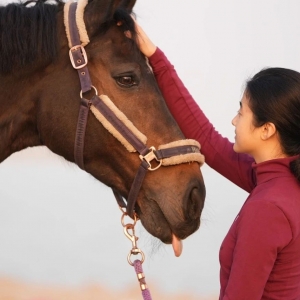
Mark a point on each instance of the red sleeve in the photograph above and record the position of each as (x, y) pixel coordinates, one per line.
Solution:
(217, 150)
(262, 232)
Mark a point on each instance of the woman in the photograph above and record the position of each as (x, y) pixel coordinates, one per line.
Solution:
(260, 255)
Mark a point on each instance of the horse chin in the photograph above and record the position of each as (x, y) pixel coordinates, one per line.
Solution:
(164, 227)
(158, 227)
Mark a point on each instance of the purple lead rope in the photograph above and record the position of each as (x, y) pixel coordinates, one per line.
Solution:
(141, 277)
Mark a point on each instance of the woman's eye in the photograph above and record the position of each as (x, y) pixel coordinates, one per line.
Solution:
(126, 81)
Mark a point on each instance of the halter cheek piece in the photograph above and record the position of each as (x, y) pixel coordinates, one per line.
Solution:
(113, 119)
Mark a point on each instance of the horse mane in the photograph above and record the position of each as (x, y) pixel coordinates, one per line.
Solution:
(28, 32)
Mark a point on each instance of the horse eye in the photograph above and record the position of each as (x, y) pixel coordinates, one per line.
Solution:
(126, 81)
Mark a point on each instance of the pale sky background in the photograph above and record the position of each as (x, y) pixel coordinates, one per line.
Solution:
(58, 225)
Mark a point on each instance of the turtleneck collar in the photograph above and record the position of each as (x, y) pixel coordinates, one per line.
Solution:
(273, 168)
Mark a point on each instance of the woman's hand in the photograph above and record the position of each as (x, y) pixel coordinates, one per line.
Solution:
(145, 44)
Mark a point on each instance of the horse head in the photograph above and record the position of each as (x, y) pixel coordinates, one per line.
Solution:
(171, 198)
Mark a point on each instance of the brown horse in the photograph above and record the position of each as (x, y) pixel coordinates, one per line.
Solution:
(40, 102)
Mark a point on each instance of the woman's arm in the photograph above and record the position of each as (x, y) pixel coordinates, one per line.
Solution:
(218, 151)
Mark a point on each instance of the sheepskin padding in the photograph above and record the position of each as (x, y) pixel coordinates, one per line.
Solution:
(183, 158)
(122, 118)
(84, 38)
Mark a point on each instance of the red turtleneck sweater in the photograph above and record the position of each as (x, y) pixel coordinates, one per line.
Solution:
(260, 255)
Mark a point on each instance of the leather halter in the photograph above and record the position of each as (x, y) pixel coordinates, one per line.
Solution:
(147, 154)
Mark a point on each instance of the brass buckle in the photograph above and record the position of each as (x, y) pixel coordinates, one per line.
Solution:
(149, 157)
(84, 56)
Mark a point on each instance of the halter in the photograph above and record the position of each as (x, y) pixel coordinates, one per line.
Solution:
(113, 119)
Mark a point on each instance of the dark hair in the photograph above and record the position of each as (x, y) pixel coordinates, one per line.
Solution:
(274, 96)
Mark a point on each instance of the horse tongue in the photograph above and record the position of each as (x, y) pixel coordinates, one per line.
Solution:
(177, 245)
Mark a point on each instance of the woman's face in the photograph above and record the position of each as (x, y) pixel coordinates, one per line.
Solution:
(247, 137)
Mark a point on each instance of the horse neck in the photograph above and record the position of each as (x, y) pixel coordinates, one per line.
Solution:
(18, 108)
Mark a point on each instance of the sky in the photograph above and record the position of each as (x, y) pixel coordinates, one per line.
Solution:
(54, 229)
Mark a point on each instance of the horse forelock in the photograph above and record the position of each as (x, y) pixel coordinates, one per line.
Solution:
(28, 32)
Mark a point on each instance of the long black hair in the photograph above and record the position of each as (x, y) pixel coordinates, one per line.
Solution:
(274, 96)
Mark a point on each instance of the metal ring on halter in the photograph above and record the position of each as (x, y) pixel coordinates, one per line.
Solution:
(135, 252)
(135, 217)
(96, 92)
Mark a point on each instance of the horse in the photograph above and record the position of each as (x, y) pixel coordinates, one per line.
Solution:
(41, 104)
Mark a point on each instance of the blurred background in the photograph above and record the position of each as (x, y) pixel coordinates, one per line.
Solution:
(60, 230)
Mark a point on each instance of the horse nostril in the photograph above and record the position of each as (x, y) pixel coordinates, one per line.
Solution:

=-=-=-=-=

The problem = All lines above must be repeated exactly, and the pictures must be omitted.

Exercise answer =
Mark a point on each instance of the red sleeve in the photograph above and record the position of each as (x, y) pixel coordinates, one per line.
Solution:
(217, 150)
(262, 232)
Mark a point on each instance of the woman in the photograph above and record the position of each as (x, y) pixel coordinates, one per line.
Solution:
(260, 255)
Mark a point on each instance of the horse chin in the photograph above and record the position of each as (x, y) pixel coordinates, one per line.
Solution:
(164, 227)
(158, 227)
Mark a point on each instance of the purple lead rope in the photograph above and record the position of each as (x, y) pixel coordinates, one per line.
Solution:
(141, 277)
Mark a point on each instance of the woman's eye in the photograph above and record the position of each as (x, y) pixel coordinates, one per line.
Solution:
(126, 81)
Mark a point on each instance of the halter cheek piece in the photograph above and record the position of each as (x, y) pixel coordinates, one per line.
Solution:
(113, 119)
Mark a point on each instance of the horse mane in the photograph above and record the position of each as (x, y) pixel coordinates, one per line.
Solution:
(28, 32)
Mark a point on each instance of the horse eye in the photograph above and record the position of each as (x, y) pixel coordinates, one per line.
Solution:
(126, 81)
Mark a point on each instance of the pale sky background in the photograph above and record the position of each as (x, y) pixel coordinates, one per line.
Solution:
(58, 225)
Mark a point on each instance of the turtleneck collar in the photograph above and record the position of each as (x, y) pixel coordinates, one per line.
Solution:
(273, 168)
Mark a point on each instance of the woman's hand in the photograph above and record the position of each as (x, y) pixel coordinates, one per line.
Solution:
(145, 44)
Mark a point on each instance of the horse head in the photograph above and record the position of each as (x, y) pixel coordinates, one per line.
Solution:
(171, 198)
Mark a point on each instance of the brown horse in the photograph above and record the position of each as (x, y) pixel coordinates, one per line.
Solution:
(40, 102)
Mark a point on each instance of the woman's arm in the photograph above and record the position of each as (x, y) pixel coordinates, one per line.
Solution:
(218, 151)
Mark a point on each instance of the sheepskin padding in the photograph above and record the position of each as (x, y) pixel coordinates, one per line.
Solution:
(183, 158)
(122, 118)
(84, 38)
Mark a point on each instance of the red turtleneck sweater in the photograph above and record the position of each as (x, y) pixel coordinates, one per line.
Solution:
(260, 255)
Mark a point on each instance of the leather halter in the photograph above and record the position of each as (x, y) pixel coordinates, one per line.
Solution:
(147, 154)
Mark a point on each instance of the brass buckle in the photograph above and record the position of each as (x, y) pixel coordinates, one per line.
Solution:
(149, 157)
(84, 56)
Mark a point on each instance of the halter in the photograph above and record the position of each as (x, y) pixel coordinates, one per line.
Solution:
(113, 119)
Mark a point on each instance of the dark hair in the photograph above and record the position of each as (x, y) pixel coordinates, one per line.
Solution:
(274, 96)
Mark a point on each instance of the horse tongue in the photograph above and record the position of each as (x, y) pixel coordinates, one per line.
Solution:
(177, 245)
Mark a point on each instance of the woman's face in the photograph above and record the position of each as (x, y) pixel coordinates, one per line.
Solution:
(247, 137)
Mark a point on each instance of the horse neck in the photograph above and record the position of each as (x, y) pixel coordinates, one per line.
Solution:
(18, 108)
Mark a point on each instance of the sky in the photograph above and record the position of each as (x, y) pixel coordinates, one per line.
Solution:
(54, 229)
Mark a point on each instance of the horse forelock in the photograph above and record the position of each as (x, y) pixel coordinates, one per line.
Solution:
(28, 32)
Mark a point on each instance of the long black hair in the photograph above and record the position of each as (x, y) pixel coordinates, one per line.
Solution:
(274, 96)
Mark a point on each instance of the metal ring on halter in the photograph above and record the position of each as (x, y) pixel coordinates, one per line.
Solution:
(135, 252)
(135, 217)
(96, 92)
Mark a point on each instance of the horse in the photograph above and record the position of each as (x, y) pixel coordinates, one per line.
Solution:
(41, 104)
Mark a point on each instance of the blurred background in the photograph above and record the position of each as (x, y) pixel coordinates, one per line.
Solution:
(60, 230)
Mark a point on each instance of the horse nostril in the photograph above and record the position of each as (x, y) pixel coordinates, one per line.
Solution:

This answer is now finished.